[Zadania do wykonania]
1) W tekście o inicjatywie wspólnego czytania przepisz w formie krótkiej listy akapit zaczynający się od słów „Sebastian (PIM Team Leader): Reading został stworzony”. Zachowaj jego główne fakty.
2) Odpowiedz na podstawie tekstu o inicjatywie wspólnego czytania:
(a) Jaką roboczą nazwę przyjęto dla tej inicjatywy?
(b) Kto wprowadził inicjatywę w merce.com?
(c) W którym miesiącu i roku stworzono Reading?
3) Podaj dalszy ciąg tekstu o inicjatywie wspólnego czytania, zaczynając od miejsca, w którym się kończy.

Kilka lat temu w merce.com została wprowadzona przez pracowników inicjatywa wspólnego czytania. “Reading” - bo taką roboczą nazwę przyjęto, angażuje grupę osób z różnych zespołów w celu poszerzania wiedzy, rozwoju kompetencji, ciekawych dyskusji branżowych i wzajemnego inspirowania się do nauki nowych umiejętności. Jaka jest historia tych spotkań, jak wpływają na nasz produkt i uczestników oraz dlaczego warto - zapytaliśmy część członków #teammerce.
Czym jest inicjatywa wspólnego czytania, jakie były jej początki?
Sebastian (PIM Team Leader): Reading został stworzony w marcu 2022 roku. Zamysł polegał na tym, żebyśmy wspólnie przerabiali materiał, a następnie podczas spotkania go omawiali. Pomysł narodził się z faktu, że często niektóre zagadnienia są trudne i wraca się do nich ponownie, dopiero po zdobyciu odpowiedniej wiedzy. Dzięki tej inicjatywie proces ten został przyspieszony.

[Wykaz pozycji]
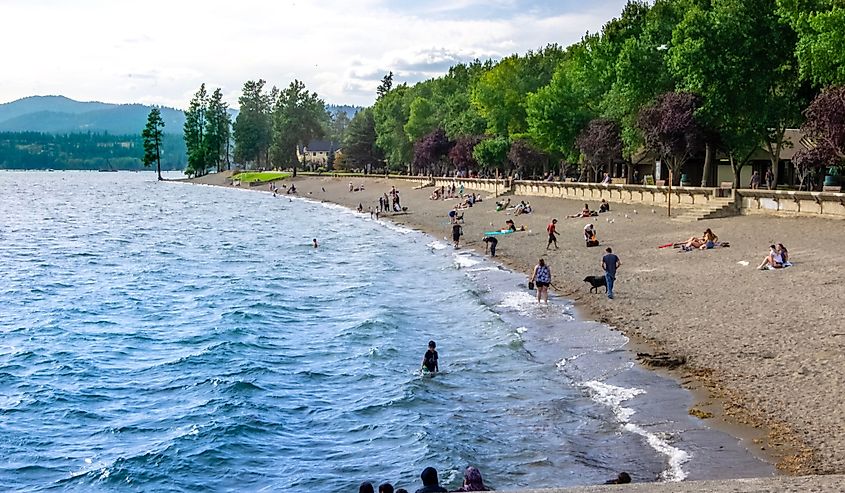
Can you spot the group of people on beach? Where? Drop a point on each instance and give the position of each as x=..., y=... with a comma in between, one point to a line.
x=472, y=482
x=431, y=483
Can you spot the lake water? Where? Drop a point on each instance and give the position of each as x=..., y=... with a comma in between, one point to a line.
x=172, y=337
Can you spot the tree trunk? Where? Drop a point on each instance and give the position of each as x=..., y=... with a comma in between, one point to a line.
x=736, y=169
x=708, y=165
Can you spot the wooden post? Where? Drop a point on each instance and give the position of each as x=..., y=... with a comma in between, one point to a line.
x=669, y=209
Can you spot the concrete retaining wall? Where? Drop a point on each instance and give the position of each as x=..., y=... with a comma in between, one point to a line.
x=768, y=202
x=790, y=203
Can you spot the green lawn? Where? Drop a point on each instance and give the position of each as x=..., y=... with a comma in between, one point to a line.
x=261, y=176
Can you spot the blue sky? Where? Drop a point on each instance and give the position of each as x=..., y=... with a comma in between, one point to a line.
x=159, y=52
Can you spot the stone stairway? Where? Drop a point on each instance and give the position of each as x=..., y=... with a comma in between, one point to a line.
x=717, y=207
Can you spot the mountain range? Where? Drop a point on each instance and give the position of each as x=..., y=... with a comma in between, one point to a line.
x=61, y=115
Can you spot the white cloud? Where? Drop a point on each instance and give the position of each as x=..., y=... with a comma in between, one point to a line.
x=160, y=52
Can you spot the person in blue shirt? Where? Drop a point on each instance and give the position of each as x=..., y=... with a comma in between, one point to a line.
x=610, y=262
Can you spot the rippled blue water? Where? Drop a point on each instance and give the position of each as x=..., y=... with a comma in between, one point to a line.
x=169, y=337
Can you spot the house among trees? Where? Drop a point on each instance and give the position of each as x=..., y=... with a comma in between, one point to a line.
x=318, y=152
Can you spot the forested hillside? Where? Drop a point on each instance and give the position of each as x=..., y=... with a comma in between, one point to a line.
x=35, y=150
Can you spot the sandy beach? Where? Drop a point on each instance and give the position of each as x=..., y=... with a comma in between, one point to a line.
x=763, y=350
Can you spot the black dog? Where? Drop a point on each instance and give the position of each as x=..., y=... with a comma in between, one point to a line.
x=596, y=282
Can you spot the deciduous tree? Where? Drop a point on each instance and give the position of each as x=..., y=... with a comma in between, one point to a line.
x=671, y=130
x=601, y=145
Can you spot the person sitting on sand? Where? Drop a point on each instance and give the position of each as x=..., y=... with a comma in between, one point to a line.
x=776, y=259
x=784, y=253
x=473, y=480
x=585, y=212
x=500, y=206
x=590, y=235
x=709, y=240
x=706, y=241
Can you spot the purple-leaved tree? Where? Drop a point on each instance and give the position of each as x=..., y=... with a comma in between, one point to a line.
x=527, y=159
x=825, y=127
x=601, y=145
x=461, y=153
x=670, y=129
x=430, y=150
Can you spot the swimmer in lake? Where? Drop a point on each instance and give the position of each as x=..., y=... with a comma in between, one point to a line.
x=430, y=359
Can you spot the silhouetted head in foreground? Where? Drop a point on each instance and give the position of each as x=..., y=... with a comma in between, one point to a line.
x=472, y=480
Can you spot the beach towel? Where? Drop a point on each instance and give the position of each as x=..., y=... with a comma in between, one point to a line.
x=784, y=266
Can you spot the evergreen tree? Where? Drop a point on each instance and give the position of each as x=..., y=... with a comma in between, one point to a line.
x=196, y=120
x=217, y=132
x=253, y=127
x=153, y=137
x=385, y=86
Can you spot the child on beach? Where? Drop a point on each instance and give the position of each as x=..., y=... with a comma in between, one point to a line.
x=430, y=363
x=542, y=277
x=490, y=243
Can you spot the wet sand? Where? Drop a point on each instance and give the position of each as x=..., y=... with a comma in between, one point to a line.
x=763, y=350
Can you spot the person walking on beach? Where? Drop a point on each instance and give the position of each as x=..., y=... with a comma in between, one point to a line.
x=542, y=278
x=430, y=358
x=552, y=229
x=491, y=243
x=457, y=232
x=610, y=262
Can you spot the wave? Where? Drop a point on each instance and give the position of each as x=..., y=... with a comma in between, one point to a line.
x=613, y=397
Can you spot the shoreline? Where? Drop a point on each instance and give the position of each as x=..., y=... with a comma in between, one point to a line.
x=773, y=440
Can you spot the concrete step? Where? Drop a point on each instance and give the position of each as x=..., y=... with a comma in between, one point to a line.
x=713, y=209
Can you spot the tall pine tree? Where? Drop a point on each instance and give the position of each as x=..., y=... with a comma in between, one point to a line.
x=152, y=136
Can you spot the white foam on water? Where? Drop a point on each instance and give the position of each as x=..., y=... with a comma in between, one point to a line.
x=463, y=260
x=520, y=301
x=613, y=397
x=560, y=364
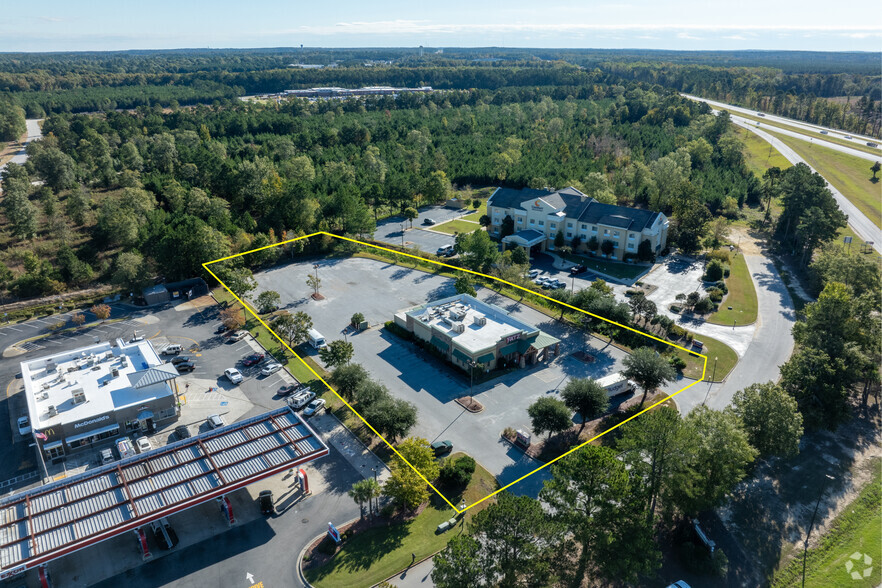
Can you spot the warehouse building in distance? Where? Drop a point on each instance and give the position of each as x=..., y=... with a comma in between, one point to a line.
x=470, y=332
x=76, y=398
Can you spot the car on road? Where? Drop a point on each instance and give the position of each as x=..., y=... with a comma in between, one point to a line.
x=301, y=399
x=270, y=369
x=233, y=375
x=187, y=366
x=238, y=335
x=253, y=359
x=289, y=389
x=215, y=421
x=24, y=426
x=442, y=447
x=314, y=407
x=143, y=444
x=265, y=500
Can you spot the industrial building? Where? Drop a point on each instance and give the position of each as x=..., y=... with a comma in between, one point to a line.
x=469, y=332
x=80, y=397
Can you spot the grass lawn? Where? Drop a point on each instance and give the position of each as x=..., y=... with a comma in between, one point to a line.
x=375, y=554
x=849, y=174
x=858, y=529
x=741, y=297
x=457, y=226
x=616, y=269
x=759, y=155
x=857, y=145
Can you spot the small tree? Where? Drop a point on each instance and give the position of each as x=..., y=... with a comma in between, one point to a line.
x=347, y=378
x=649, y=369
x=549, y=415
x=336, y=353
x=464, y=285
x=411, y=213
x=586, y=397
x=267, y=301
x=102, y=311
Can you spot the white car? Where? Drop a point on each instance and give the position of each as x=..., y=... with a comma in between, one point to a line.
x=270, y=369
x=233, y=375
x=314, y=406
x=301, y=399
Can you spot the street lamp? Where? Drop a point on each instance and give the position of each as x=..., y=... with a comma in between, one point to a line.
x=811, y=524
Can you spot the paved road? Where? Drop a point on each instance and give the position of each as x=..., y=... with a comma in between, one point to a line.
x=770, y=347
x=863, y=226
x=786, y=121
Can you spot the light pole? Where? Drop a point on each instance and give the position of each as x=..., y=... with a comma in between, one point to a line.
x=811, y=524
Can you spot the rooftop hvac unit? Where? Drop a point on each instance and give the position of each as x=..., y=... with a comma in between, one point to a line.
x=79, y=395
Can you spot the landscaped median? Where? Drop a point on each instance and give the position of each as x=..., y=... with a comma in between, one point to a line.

[Odpowiedzi do zadań]
1)
- Reading powstał w marcu 2022 roku.
- Uczestnicy wspólnie przerabiają materiał, a potem omawiają go na spotkaniu.
- Pomysł wziął się stąd, że do trudnych zagadnień często wraca się dopiero po zdobyciu odpowiedniej wiedzy.
- Dzięki inicjatywie ten proces został przyspieszony.

2)
(a) Przyjęto nazwę „Reading”.
(b) Inicjatywę wprowadzili pracownicy.
(c) Reading stworzono w marcu 2022 roku.

3)
Ta idea jest bardzo dobra, bowiem po zapoznaniu się z treścią i zrozumieniu tematu można poznać perspektywę innych osób i wyciągnąć z niej wnioski. Daje to też możliwość zrozumienia treści, która była dla nas trudna.
Jak wybierana jest tematyka, od czego zależy?
Łukasz (IT system architect)): Ustalamy, że będziemy wspólnie przerabiać dane szkolenie, co tydzień wybraną jego część. Gdy takie szkolenie czy książka jest już przerobiona, to każdy może zaproponować coś innego na następne spotkania - tematykę i materiały do przerobienia wybieramy wspólnie.
S: Wybór następnej lektury / szkolenia / czegokolwiek, co można omówić wspólnie, ma formę debaty - proponujemy różne tematy i wybieramy ten, który zdobył najwięcej głosów.
Czy często odbywają się takie spotkania i jak wyglądają?
Ł: Spotkania odbywają się co tydzień we wtorek o 11:00 i trwają ok. 1,5 godziny. Mamy również wewnętrzny kanał, gdzie omawiamy szczegóły i kwestie organizacyjne - nazywa się “Reading” i może do niego dołączyć każdy pracownik zainteresowany tematem.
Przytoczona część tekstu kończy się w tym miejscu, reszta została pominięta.